■ GIVEN EXERCISE:
In the records below, how many lines contain the word "kelp"? Reply with the number only.

■ DATA FOR THIS TASK:
--
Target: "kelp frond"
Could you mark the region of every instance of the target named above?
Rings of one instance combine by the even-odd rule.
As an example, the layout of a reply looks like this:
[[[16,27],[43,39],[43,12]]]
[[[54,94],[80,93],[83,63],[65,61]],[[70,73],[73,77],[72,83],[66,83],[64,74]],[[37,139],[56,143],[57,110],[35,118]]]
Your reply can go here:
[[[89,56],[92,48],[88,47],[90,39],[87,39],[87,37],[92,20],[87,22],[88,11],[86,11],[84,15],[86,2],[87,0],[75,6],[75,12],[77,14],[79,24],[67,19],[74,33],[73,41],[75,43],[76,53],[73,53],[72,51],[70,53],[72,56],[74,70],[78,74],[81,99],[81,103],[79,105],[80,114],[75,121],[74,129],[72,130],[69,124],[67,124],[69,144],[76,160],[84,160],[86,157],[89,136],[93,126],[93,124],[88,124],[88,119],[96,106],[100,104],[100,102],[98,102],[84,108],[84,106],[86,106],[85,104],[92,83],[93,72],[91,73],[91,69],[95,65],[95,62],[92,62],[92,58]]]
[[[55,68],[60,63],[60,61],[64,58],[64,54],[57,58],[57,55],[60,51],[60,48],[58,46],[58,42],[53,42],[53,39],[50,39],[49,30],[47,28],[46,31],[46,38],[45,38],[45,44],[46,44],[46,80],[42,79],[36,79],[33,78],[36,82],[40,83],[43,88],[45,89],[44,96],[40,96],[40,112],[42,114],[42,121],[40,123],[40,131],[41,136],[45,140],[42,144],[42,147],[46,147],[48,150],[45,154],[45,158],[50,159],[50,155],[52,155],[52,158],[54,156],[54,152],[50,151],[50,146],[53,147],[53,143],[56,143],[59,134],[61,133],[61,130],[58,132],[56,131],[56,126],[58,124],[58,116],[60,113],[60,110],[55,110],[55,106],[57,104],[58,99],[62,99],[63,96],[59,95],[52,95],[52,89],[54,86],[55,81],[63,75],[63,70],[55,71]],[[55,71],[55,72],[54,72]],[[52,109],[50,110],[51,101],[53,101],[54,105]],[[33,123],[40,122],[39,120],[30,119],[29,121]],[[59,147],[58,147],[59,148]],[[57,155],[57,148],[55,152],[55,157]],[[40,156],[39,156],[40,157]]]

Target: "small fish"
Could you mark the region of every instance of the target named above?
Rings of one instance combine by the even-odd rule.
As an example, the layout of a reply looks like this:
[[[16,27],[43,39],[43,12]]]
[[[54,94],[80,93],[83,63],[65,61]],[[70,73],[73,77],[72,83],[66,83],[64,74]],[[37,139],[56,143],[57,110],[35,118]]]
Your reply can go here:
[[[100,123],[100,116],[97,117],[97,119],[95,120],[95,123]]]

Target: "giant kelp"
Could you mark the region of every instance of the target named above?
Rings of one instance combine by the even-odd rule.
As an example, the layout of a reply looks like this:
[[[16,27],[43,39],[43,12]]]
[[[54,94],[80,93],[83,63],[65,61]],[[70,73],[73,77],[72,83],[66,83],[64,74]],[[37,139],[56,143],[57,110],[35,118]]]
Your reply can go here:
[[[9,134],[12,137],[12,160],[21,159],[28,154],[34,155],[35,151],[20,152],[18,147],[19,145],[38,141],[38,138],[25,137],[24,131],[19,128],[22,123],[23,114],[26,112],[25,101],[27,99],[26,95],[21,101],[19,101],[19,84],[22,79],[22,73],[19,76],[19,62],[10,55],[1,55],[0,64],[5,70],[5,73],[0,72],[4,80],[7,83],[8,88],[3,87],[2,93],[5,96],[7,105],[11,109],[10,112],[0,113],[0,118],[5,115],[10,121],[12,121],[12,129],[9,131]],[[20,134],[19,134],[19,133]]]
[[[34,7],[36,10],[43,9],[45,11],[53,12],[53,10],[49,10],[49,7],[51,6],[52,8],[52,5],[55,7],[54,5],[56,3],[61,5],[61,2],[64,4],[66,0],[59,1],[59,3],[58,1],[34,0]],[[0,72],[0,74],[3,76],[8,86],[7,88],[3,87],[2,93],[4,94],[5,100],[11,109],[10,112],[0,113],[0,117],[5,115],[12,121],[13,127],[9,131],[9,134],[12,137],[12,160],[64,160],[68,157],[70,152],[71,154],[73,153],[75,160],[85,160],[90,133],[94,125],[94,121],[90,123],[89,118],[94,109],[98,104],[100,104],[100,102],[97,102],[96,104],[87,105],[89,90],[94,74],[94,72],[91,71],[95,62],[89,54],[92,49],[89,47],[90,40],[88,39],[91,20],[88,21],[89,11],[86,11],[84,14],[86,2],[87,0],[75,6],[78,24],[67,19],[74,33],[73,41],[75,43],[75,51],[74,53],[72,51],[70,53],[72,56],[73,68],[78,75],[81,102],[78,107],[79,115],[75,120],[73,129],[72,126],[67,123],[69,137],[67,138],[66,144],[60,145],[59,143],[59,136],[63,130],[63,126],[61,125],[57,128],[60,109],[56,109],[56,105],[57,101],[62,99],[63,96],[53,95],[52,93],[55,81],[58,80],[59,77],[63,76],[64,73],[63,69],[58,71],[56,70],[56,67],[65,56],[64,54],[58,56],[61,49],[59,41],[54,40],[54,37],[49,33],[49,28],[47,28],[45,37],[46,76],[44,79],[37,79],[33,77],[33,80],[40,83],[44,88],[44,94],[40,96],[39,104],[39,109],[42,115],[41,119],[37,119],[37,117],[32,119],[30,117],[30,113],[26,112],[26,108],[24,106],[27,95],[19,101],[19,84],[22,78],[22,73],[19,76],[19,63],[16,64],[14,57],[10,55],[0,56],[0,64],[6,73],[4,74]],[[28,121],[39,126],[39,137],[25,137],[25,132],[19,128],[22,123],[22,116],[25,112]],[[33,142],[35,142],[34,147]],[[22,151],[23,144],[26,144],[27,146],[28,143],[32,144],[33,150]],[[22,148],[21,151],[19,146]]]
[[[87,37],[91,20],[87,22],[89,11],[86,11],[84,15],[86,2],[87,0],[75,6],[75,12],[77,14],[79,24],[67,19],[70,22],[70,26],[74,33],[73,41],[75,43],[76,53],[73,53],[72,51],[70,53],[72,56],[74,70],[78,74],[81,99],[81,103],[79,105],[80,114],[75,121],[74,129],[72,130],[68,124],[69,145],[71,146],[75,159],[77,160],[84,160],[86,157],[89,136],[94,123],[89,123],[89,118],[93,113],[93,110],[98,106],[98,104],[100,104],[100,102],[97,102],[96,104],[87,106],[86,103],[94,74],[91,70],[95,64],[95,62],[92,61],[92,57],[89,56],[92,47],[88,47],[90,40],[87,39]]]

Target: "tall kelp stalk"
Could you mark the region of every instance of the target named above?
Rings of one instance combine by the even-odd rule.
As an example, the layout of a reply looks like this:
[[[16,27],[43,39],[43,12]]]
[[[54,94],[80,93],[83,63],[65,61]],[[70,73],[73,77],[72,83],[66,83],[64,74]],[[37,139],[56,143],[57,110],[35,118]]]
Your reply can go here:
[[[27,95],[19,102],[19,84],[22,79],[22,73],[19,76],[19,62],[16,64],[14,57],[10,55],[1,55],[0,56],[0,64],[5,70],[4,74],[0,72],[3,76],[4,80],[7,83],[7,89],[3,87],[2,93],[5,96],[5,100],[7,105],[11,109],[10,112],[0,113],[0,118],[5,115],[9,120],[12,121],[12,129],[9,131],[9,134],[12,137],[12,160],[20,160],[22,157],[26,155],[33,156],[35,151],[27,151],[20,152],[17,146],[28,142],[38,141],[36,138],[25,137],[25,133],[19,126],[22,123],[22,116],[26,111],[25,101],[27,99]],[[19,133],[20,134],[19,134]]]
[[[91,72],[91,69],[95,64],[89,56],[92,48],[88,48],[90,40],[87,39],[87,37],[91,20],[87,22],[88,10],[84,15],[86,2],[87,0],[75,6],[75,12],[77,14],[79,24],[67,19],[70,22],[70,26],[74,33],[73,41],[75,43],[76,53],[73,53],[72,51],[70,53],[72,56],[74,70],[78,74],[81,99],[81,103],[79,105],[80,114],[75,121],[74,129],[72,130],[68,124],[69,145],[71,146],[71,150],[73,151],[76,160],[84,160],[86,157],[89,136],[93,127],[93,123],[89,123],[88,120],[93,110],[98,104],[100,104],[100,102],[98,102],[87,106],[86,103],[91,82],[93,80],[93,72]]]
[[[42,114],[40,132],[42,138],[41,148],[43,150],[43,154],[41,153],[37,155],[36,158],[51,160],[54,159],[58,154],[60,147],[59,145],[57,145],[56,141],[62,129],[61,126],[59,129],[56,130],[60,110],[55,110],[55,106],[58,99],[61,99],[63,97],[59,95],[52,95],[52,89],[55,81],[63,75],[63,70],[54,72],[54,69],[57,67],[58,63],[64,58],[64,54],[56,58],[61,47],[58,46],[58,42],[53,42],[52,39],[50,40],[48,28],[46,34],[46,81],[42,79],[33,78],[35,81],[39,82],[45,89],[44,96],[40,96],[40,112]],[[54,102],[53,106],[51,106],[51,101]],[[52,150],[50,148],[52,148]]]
--
■ THE ANSWER:
3